Rows from a pointing dataset
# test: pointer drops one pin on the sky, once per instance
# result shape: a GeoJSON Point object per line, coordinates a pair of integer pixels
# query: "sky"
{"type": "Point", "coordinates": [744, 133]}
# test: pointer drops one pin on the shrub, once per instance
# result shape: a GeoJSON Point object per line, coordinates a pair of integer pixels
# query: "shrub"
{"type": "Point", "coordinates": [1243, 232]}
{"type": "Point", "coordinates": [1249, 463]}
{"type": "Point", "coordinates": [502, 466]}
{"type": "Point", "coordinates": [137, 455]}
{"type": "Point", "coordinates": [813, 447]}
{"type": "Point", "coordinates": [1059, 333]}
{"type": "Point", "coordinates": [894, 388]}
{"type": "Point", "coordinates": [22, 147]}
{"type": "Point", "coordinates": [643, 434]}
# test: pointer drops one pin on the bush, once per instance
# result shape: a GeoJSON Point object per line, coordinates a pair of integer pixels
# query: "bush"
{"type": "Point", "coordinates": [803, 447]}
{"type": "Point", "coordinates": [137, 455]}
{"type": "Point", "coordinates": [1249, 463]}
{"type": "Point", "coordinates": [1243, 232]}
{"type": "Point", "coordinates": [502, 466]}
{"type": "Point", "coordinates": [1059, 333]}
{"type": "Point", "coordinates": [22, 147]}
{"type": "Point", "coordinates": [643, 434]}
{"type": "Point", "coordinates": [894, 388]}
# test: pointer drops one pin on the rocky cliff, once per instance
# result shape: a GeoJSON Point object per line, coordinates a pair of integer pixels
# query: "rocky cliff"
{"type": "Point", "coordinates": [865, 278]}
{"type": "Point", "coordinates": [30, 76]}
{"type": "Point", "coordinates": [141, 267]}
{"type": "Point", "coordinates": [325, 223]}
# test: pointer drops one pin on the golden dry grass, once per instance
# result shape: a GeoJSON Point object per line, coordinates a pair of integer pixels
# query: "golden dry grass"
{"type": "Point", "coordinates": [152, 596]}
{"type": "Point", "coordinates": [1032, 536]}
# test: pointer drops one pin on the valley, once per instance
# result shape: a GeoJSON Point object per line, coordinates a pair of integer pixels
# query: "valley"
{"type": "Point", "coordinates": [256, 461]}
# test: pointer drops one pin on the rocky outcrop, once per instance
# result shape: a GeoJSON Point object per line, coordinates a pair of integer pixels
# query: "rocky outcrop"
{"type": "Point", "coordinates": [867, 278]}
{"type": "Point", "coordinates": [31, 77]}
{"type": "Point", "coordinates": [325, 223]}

== Given request ==
Rewrite the items above as a numbered list, leaving out any blank lines.

== Answer to the task ==
1. # test: pointer drops one pin on the sky, once per instance
2. # result shape: a GeoJSON Point object per line, coordinates a pair of integer pixels
3. # query: "sky"
4. {"type": "Point", "coordinates": [744, 133]}
5. # test: pointer drops one pin on the shrub, once per instance
6. # result shape: a GeoJSON Point object per line, coordinates a pair of integer pixels
7. # query: "shrub"
8. {"type": "Point", "coordinates": [1243, 232]}
9. {"type": "Point", "coordinates": [1249, 463]}
10. {"type": "Point", "coordinates": [502, 466]}
11. {"type": "Point", "coordinates": [137, 455]}
12. {"type": "Point", "coordinates": [813, 447]}
13. {"type": "Point", "coordinates": [1059, 333]}
14. {"type": "Point", "coordinates": [894, 388]}
15. {"type": "Point", "coordinates": [22, 147]}
16. {"type": "Point", "coordinates": [643, 434]}
17. # test: pointer drops one pin on the bush, once per instance
18. # result shape: a GeoJSON Point object per line, coordinates a pair of integer pixels
19. # query: "bush"
20. {"type": "Point", "coordinates": [803, 447]}
21. {"type": "Point", "coordinates": [137, 455]}
22. {"type": "Point", "coordinates": [1249, 463]}
23. {"type": "Point", "coordinates": [1243, 232]}
24. {"type": "Point", "coordinates": [502, 466]}
25. {"type": "Point", "coordinates": [1059, 333]}
26. {"type": "Point", "coordinates": [22, 147]}
27. {"type": "Point", "coordinates": [643, 434]}
28. {"type": "Point", "coordinates": [894, 388]}
29. # test: pointer drops one pin on the rocky cliff, once per instance
30. # result shape: a GeoJSON Point object per line, coordinates a pair of integer pixels
31. # query: "rocky cliff"
32. {"type": "Point", "coordinates": [865, 278]}
33. {"type": "Point", "coordinates": [30, 76]}
34. {"type": "Point", "coordinates": [141, 267]}
35. {"type": "Point", "coordinates": [325, 223]}
36. # test: pointer drops one pin on the golden dry grass, once per instance
37. # result shape: a GeoJSON Point object per line, coordinates a pair of integer pixels
38. # query: "golden dry grass"
39. {"type": "Point", "coordinates": [152, 596]}
40. {"type": "Point", "coordinates": [1032, 536]}
41. # test: pointer drops one pin on the valley, once per instance
42. # result shape: a GeoJSON Point object per line, coordinates a pair of integer pixels
43. # query: "valley"
44. {"type": "Point", "coordinates": [256, 461]}
45. # test: pointer drops one pin on the rocky outcrop, once per instance
46. # result shape: a GeoJSON Point object per line, coordinates a pair of integer pixels
47. # query: "rocky outcrop"
48. {"type": "Point", "coordinates": [867, 278]}
49. {"type": "Point", "coordinates": [31, 77]}
50. {"type": "Point", "coordinates": [325, 223]}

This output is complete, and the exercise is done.